- [Stated task]: Your task is to repeat the records exactly from the line containing "Note: identify the dirt road" onward, through the final line.

- [Stored data]:
——

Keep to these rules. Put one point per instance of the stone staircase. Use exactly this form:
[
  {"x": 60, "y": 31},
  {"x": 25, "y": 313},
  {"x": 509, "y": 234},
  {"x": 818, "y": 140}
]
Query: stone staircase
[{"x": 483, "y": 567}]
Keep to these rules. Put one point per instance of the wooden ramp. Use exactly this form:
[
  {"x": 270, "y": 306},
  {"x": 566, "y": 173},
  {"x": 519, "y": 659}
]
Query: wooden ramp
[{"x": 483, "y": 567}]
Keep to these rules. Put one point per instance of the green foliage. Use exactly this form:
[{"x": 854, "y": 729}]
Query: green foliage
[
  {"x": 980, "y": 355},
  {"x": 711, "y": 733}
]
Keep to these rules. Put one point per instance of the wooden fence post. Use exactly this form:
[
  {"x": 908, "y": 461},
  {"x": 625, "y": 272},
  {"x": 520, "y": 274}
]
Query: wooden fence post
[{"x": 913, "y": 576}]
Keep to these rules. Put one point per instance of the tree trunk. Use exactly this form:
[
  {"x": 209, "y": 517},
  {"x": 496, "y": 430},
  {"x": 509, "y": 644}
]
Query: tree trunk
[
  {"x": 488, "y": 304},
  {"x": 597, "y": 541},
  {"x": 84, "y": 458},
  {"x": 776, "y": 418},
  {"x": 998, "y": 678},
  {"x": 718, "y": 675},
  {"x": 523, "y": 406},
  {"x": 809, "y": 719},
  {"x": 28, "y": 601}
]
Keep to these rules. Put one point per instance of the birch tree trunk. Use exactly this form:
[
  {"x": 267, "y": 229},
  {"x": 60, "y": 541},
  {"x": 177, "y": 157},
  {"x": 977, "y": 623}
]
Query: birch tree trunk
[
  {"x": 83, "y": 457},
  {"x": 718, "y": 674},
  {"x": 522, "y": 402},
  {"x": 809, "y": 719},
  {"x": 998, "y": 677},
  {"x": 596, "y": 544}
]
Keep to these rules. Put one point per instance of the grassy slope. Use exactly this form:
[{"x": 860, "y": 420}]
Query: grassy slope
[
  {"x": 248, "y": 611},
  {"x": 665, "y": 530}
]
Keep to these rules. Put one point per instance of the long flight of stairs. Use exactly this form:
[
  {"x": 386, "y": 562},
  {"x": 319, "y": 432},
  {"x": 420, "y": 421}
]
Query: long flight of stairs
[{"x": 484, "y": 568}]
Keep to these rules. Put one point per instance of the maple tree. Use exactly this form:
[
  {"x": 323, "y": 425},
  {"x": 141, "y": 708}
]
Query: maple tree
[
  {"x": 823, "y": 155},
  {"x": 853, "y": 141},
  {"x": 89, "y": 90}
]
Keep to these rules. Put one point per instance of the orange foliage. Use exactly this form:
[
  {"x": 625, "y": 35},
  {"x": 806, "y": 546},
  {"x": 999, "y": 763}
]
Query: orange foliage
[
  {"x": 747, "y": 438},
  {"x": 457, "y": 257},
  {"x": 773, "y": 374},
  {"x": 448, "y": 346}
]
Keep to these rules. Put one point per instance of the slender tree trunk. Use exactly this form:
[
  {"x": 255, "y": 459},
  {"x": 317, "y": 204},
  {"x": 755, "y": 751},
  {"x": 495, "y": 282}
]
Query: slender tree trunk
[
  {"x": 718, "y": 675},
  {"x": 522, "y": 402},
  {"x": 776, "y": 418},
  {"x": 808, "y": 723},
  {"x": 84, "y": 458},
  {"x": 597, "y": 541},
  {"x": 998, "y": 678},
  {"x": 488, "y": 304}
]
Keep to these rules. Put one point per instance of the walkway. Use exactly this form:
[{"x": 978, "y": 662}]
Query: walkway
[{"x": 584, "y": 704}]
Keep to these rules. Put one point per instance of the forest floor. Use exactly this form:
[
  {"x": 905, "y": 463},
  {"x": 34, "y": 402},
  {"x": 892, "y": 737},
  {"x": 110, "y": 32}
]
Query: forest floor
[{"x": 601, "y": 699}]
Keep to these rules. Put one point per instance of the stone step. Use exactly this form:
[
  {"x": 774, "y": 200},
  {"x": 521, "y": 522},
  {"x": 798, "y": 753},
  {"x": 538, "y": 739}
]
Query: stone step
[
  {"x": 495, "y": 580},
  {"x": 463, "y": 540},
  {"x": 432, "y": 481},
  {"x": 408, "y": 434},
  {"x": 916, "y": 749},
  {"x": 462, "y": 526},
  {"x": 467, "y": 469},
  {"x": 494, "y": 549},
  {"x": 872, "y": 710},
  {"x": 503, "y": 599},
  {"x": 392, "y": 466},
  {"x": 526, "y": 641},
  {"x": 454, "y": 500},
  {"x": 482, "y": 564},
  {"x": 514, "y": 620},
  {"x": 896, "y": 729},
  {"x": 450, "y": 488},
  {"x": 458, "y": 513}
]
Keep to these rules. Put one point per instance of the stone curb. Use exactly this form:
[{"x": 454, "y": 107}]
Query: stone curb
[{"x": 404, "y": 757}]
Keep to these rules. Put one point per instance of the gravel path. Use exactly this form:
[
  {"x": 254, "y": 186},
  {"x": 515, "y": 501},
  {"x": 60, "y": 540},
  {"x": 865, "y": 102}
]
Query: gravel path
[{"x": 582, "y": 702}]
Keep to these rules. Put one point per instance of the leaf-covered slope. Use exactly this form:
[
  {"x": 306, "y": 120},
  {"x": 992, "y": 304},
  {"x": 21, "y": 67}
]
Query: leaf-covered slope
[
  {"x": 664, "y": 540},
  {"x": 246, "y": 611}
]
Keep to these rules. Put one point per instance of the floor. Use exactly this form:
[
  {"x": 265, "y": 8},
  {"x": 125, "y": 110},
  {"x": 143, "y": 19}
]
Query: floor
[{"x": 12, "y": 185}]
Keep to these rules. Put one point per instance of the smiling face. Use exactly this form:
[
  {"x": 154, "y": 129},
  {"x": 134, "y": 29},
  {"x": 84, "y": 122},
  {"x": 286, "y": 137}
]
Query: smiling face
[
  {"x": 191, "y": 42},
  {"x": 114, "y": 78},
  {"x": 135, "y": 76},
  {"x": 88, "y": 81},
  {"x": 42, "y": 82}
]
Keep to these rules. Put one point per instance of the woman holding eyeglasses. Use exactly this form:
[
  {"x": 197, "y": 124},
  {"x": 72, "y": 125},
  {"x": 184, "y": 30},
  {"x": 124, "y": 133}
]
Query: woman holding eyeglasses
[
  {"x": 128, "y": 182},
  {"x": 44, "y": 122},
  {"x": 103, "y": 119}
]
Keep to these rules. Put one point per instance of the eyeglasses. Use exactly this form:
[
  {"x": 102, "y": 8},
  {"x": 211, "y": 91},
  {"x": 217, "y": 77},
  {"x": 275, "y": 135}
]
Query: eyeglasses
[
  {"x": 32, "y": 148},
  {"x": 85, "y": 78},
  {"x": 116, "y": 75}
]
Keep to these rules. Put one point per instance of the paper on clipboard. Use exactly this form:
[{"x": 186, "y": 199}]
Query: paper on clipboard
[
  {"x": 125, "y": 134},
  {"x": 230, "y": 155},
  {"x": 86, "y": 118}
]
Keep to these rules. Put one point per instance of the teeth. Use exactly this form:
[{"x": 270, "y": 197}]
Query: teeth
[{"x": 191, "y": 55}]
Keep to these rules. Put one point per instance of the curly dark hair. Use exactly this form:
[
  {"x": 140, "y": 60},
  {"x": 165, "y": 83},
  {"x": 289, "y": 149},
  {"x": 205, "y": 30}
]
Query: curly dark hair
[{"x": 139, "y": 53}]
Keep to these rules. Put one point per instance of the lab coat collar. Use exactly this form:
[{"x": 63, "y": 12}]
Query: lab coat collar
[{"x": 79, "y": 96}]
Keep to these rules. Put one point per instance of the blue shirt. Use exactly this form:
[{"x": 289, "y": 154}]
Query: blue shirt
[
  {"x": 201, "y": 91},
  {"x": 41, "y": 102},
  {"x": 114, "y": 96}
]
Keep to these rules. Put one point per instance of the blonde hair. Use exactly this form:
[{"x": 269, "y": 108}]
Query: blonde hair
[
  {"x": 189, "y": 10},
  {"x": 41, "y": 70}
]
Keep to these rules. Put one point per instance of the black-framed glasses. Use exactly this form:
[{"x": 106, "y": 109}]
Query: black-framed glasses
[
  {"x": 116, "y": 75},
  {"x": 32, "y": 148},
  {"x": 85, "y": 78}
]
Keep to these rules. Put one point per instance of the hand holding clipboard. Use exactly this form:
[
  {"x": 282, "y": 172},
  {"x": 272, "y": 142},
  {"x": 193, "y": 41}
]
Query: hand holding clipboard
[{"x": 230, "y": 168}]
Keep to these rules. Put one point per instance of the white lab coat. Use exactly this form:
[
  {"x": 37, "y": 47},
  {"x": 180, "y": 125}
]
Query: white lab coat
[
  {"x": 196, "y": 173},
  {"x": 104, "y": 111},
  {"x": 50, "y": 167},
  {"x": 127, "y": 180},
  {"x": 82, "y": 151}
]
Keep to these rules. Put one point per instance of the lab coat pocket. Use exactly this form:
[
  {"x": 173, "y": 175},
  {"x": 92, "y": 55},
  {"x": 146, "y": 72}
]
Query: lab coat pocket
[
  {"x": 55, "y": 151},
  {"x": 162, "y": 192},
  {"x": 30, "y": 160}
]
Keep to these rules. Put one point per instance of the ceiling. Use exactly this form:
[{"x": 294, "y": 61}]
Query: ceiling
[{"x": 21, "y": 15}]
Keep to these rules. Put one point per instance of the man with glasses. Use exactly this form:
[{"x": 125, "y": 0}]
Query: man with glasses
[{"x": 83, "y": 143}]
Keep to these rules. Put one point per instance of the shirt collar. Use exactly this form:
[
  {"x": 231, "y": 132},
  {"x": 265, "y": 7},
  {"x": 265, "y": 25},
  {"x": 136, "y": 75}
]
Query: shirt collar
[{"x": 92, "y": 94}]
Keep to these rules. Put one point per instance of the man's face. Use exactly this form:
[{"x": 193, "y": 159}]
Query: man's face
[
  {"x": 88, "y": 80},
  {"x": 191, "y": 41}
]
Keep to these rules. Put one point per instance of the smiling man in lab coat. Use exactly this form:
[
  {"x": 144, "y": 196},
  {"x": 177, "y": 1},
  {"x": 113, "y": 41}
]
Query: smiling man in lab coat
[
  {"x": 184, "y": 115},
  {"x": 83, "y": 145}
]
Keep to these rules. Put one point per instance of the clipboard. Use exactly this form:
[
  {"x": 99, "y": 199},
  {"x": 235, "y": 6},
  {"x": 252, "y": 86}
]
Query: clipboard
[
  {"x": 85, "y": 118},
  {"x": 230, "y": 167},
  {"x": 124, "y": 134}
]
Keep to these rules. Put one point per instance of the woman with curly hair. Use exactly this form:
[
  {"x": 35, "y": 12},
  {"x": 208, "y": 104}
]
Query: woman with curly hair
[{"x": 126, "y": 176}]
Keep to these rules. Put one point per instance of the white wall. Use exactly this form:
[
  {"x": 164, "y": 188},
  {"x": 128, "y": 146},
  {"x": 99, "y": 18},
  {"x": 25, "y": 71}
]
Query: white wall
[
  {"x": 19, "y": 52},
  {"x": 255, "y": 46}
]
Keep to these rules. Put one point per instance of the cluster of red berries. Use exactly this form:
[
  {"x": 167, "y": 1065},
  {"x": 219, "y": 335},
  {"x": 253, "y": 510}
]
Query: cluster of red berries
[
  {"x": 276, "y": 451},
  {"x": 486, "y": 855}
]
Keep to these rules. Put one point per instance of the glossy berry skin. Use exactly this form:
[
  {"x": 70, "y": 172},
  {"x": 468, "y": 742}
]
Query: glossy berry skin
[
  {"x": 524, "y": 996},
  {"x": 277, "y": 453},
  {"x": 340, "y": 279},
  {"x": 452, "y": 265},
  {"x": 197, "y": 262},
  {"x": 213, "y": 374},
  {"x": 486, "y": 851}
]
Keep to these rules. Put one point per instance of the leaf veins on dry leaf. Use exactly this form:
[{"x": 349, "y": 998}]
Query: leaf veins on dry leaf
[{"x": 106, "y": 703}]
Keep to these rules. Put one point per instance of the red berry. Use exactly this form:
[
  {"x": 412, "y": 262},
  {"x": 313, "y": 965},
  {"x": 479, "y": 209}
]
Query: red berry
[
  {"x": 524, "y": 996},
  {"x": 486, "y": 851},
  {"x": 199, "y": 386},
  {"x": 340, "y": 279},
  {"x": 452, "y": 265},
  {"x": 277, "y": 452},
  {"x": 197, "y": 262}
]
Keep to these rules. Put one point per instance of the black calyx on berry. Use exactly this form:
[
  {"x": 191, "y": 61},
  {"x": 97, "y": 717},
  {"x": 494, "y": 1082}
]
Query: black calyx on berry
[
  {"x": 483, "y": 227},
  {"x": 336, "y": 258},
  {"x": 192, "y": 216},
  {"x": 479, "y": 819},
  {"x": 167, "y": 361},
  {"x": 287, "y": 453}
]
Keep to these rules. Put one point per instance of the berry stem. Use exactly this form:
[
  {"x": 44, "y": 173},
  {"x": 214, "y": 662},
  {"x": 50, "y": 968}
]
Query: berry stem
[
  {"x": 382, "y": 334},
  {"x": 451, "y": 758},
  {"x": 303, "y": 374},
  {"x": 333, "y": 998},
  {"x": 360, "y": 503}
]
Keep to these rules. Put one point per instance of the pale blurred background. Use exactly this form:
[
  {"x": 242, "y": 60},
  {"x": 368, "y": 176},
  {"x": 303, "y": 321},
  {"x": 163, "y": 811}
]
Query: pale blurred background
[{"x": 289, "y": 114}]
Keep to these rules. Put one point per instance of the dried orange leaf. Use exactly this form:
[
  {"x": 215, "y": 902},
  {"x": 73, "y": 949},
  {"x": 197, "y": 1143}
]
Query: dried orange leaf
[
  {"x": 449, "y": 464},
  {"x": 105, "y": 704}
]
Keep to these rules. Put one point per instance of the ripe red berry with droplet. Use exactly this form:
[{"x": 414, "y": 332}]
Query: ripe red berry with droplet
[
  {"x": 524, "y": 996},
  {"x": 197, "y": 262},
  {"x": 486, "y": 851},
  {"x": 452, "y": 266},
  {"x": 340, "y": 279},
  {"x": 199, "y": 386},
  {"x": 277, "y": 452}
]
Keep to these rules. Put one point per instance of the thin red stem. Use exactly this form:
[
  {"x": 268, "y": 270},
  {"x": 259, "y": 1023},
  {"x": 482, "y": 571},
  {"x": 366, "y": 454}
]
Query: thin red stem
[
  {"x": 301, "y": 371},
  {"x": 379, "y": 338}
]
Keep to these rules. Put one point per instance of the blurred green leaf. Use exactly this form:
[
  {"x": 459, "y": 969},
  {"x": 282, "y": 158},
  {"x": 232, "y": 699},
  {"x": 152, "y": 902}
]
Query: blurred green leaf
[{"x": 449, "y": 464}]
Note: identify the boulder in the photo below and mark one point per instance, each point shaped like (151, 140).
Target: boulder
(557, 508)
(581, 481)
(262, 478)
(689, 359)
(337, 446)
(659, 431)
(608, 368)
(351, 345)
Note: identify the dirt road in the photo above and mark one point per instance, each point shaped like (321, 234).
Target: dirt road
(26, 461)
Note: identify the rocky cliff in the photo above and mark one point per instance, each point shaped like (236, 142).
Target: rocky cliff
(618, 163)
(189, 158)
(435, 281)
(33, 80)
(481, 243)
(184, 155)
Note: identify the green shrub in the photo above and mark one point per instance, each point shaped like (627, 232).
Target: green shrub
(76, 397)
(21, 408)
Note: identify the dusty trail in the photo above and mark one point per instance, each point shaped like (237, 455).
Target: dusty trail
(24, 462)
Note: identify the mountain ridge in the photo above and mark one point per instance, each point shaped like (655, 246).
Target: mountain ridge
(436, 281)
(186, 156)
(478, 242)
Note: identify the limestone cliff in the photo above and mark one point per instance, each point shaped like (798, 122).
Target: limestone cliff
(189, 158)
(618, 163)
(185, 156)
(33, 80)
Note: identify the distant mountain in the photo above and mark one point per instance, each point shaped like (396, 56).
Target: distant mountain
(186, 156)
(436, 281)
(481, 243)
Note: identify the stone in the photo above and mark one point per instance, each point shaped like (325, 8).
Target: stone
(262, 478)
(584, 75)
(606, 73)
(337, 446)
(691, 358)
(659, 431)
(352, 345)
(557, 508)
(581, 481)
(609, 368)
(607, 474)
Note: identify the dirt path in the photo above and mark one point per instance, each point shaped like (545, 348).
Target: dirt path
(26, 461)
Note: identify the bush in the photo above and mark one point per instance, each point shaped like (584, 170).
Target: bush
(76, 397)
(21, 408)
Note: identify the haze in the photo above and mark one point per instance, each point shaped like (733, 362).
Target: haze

——

- [The reply]:
Note: identify the dirt road in the photo above and mark one point per instance, each point shaped like (321, 234).
Target: dirt road
(26, 461)
Note: identify the rocky cliff in the photo above and mark one point per instance, each point shaped like (236, 142).
Target: rocky cliff
(618, 163)
(189, 158)
(435, 281)
(33, 80)
(481, 243)
(184, 155)
Note: identify the green shrub in the photo above and mark one point per instance, each point shaped like (627, 232).
Target: green shrub
(76, 397)
(21, 408)
Note: identify the dusty trail in the photo above and mark one point per instance, each point shaped like (237, 455).
Target: dusty trail
(24, 462)
Note: identify the mountain ridge in the photo above and mark one point per instance, each point shaped like (655, 246).
Target: mountain ridge
(436, 281)
(186, 156)
(478, 242)
Note: identify the limestone cliff in the photo above and mark one point per instance, each point shaped like (798, 122).
Target: limestone cliff
(189, 158)
(618, 163)
(185, 156)
(33, 80)
Note: identify the distant mountain in the photo above and mark one point per instance, each point shaped like (396, 56).
Target: distant mountain
(186, 156)
(436, 281)
(481, 243)
Note: identify the stone in the photo above and mark one point per instance, each point shaped like (325, 8).
Target: stone
(262, 478)
(584, 75)
(606, 73)
(337, 446)
(691, 358)
(659, 431)
(352, 345)
(557, 508)
(581, 481)
(609, 368)
(607, 474)
Note: identify the dirt path in the photo above and mark one point per instance, each point shaped like (545, 348).
Target: dirt path
(26, 461)
Note: identify the bush in the photo above and mark one point per instance, each point shaped like (584, 170).
Target: bush
(76, 397)
(21, 408)
Note: identify the haze in the photo above and mark one point per instance, each point shaped like (733, 362).
Target: haze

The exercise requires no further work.